## Start Raw records

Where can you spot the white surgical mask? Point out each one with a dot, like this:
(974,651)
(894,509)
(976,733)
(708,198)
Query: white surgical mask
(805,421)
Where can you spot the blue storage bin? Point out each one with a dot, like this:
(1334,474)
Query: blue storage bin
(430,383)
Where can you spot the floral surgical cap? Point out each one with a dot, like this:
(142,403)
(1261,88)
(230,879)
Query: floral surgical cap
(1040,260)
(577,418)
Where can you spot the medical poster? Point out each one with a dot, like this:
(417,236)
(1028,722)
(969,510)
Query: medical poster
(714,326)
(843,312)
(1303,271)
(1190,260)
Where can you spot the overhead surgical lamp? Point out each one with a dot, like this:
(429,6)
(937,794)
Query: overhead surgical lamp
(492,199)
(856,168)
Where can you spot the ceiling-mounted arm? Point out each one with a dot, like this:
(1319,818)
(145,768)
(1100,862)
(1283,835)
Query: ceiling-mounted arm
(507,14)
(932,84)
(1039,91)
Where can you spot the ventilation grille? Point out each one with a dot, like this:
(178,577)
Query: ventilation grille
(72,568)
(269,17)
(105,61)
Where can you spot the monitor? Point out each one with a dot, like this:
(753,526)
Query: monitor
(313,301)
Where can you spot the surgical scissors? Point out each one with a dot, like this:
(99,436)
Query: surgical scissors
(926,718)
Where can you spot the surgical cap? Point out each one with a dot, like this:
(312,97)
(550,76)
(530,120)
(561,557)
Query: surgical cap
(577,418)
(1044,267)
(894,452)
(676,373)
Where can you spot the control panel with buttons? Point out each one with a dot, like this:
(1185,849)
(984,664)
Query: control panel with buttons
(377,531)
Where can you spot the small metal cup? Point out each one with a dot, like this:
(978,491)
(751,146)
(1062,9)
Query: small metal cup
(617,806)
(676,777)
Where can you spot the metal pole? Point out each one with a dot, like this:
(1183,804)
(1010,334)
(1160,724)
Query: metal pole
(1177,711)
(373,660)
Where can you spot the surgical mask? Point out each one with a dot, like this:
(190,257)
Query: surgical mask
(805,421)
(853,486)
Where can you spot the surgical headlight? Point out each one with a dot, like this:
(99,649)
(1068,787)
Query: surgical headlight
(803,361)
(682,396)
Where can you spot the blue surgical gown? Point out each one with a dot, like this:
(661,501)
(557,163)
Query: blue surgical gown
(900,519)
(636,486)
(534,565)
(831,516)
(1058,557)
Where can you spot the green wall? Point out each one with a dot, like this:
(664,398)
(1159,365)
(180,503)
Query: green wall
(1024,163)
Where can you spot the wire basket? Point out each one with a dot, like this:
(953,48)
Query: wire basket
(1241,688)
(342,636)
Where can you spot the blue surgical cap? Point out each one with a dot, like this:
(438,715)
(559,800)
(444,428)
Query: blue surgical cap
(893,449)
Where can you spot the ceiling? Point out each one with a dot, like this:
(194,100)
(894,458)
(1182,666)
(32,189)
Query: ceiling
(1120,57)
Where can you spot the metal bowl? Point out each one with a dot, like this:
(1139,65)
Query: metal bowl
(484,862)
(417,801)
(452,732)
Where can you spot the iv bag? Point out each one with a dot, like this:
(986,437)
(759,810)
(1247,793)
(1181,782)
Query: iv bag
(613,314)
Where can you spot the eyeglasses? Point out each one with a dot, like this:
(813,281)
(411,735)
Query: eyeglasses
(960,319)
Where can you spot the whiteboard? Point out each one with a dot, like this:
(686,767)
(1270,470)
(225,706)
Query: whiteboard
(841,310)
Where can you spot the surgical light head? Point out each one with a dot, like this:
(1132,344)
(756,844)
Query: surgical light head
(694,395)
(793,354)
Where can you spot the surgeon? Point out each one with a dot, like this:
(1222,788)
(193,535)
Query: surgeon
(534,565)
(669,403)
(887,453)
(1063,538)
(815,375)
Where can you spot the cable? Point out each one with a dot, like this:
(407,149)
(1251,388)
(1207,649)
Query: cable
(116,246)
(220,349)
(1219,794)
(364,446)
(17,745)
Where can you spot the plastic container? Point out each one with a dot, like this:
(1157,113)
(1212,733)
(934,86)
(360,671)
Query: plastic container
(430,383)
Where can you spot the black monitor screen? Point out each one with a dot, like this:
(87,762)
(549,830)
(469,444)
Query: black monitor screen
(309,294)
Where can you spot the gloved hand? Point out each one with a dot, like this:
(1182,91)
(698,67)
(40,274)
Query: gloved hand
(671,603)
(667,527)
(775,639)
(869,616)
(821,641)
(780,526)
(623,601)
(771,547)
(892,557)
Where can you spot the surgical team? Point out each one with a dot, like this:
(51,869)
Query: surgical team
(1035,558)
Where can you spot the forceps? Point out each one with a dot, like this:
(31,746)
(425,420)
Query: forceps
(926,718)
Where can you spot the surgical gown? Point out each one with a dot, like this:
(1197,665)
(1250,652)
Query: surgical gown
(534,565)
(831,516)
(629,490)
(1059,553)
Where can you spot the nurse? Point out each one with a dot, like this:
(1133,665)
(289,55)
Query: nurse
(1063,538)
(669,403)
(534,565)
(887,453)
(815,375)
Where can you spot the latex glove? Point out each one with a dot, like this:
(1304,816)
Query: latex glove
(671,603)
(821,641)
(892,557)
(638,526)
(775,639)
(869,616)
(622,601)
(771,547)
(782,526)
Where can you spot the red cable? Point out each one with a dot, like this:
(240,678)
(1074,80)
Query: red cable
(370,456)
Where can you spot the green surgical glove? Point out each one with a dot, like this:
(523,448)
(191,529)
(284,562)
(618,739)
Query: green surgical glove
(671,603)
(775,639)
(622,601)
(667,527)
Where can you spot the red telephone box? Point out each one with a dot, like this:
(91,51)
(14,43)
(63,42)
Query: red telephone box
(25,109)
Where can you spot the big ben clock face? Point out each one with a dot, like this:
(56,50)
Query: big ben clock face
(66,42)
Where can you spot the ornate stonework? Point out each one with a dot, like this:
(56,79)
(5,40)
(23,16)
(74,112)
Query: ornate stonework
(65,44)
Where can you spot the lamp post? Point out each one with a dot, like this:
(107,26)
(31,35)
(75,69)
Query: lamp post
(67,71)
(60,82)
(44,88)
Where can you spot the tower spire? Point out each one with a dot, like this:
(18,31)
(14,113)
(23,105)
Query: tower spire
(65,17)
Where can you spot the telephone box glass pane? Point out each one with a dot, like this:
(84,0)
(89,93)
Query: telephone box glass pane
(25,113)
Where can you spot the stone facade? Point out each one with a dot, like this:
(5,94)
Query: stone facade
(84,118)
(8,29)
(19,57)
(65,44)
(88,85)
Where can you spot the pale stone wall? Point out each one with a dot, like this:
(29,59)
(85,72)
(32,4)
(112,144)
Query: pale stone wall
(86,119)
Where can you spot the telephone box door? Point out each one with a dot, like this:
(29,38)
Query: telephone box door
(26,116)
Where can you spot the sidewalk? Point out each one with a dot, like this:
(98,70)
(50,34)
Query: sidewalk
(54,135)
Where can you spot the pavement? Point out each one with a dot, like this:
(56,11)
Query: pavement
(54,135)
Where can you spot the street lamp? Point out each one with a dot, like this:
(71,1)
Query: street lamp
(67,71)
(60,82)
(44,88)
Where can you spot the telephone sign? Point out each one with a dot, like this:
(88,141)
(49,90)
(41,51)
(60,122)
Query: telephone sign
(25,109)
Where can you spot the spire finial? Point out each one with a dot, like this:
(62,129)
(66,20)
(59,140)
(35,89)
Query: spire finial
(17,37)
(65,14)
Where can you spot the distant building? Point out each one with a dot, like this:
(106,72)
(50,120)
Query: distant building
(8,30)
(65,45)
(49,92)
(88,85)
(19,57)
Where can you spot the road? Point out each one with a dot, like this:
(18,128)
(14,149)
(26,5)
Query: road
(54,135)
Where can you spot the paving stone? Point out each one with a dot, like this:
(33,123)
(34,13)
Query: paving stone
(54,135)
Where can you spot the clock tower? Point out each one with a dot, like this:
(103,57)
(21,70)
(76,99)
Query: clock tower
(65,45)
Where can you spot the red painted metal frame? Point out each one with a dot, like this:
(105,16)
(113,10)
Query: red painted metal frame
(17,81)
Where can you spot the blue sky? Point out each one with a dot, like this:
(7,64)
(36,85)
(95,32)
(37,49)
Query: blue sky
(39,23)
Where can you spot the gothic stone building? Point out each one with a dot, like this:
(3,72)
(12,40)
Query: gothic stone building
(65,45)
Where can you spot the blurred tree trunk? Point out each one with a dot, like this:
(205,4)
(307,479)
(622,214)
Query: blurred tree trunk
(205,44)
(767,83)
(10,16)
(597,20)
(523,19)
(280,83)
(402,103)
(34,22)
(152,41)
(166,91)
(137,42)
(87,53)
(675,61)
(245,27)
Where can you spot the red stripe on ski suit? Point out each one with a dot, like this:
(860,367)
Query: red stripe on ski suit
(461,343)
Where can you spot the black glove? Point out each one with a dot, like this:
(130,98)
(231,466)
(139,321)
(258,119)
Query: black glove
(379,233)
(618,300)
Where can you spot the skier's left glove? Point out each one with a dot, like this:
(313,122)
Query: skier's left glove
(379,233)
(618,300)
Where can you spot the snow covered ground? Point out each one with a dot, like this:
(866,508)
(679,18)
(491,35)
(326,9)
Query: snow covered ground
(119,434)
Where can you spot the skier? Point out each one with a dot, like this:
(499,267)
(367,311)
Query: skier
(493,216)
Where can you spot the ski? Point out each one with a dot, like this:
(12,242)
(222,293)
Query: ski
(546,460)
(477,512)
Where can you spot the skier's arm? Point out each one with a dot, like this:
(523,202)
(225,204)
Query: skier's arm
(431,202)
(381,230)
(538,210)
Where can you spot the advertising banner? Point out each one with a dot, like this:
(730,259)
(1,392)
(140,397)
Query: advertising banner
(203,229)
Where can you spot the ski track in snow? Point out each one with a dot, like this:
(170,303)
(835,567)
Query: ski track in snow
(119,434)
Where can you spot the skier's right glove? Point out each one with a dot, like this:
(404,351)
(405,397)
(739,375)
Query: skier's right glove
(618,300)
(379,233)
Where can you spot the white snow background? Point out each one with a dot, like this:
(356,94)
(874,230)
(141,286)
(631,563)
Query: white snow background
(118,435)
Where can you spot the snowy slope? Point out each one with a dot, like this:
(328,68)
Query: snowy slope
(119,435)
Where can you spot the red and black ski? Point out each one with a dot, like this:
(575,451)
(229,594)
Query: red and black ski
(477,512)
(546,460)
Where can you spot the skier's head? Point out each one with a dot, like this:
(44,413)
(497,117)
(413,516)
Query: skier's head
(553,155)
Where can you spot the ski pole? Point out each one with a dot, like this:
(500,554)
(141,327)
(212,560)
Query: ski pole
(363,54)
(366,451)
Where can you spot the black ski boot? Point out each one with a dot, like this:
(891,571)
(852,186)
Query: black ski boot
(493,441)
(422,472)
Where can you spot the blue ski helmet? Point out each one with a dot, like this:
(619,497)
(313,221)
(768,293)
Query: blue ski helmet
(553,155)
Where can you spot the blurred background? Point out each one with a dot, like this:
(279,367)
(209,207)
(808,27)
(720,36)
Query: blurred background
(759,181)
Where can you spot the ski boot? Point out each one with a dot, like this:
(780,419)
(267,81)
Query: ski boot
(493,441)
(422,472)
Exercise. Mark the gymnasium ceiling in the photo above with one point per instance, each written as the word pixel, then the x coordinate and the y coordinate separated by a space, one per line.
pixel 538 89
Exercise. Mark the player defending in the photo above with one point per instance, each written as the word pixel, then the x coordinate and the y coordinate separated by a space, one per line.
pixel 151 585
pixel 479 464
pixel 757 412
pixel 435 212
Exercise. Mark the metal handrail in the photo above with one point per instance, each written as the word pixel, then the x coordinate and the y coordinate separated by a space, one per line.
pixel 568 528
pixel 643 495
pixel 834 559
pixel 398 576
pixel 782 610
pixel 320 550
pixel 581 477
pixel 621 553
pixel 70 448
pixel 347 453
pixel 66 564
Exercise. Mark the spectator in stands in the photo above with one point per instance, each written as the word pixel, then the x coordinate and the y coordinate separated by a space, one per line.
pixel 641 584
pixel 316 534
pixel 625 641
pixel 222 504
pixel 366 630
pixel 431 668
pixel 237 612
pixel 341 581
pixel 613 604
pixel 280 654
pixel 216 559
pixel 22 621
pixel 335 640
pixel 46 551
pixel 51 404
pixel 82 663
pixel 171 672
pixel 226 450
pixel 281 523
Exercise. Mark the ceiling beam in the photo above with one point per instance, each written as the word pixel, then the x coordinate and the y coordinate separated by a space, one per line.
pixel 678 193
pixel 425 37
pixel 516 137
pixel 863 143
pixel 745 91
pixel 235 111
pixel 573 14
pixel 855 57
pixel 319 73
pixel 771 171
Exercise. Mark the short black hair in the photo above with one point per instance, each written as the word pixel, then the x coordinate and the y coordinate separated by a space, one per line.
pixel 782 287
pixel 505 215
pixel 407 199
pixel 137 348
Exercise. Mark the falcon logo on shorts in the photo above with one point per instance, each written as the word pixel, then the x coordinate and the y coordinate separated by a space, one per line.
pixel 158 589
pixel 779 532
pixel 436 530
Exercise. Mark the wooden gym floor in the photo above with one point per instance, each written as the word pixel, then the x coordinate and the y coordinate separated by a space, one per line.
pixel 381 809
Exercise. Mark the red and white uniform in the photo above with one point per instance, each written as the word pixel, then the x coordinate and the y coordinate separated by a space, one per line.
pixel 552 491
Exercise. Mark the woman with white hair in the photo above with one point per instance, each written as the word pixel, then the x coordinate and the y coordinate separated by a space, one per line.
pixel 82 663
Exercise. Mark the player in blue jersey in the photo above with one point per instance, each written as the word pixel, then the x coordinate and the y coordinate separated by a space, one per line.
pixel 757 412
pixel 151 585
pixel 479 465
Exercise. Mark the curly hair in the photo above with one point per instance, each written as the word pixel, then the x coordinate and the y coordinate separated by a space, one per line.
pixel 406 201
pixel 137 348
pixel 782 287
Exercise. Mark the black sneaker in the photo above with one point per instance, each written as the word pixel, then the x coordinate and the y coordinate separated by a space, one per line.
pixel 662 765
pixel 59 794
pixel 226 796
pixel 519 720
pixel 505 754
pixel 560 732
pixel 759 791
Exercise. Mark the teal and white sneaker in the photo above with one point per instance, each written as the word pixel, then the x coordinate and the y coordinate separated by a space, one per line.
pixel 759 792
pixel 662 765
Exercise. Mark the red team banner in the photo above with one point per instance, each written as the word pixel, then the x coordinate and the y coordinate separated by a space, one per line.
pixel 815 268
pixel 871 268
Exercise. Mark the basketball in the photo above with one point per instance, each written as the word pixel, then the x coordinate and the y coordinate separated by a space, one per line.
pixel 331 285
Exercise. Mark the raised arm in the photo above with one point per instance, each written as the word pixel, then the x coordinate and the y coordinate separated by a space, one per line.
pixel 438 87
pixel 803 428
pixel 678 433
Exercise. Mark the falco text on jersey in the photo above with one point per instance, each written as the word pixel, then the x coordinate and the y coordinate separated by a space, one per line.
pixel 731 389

## End Raw records

(Task objective): Rewrite the stretch from the line containing "Where can you spot the red and" through the line containing "pixel 66 564", swapping "handrail" for "railing" and keeping everything else the same.

(Full solution):
Where can you spot the red and black ski? Point out each one with a dot, like this:
(575,451)
(229,594)
Query: red and black ski
(477,512)
(546,460)
Where can you spot the skier's head? Point out each one with a dot, like this:
(44,413)
(497,117)
(413,516)
Query: skier's head
(553,155)
Where can you spot the ski pole? Point out each one with a dot, like this:
(500,554)
(141,327)
(212,560)
Query: ski pole
(363,54)
(366,451)
Where can you spot the black ski boot? Point out each one with a dot, like this:
(891,571)
(852,186)
Query: black ski boot
(493,441)
(422,472)
Where can you spot the blue ski helmet? Point out each one with a dot, like this:
(619,497)
(313,221)
(768,293)
Query: blue ski helmet
(553,155)
Where can you spot the blurred background? Point out each one with a dot, like this:
(279,367)
(209,207)
(808,27)
(720,36)
Query: blurred background
(759,181)
Where can you spot the ski boot? Point out each one with a dot, like this:
(780,419)
(267,81)
Query: ski boot
(493,441)
(422,472)
Exercise. Mark the gymnasium ceiling in the photo above with one point per instance, each written as the word pixel, then the x coordinate and the y coordinate separated by a space, one per line.
pixel 538 89
Exercise. Mark the player defending in the photo above with one point per instance, each written as the word pixel, then the x coordinate and the y coordinate separated by a space, one per line.
pixel 151 585
pixel 479 464
pixel 757 412
pixel 435 212
Exercise. Mark the metal railing in the photo above with one point per instance, each written as the word pixel, then the x coordinate and the y coordinate separated by a space, one per line.
pixel 568 528
pixel 643 495
pixel 834 559
pixel 398 576
pixel 782 610
pixel 320 550
pixel 581 477
pixel 621 553
pixel 70 448
pixel 347 453
pixel 66 564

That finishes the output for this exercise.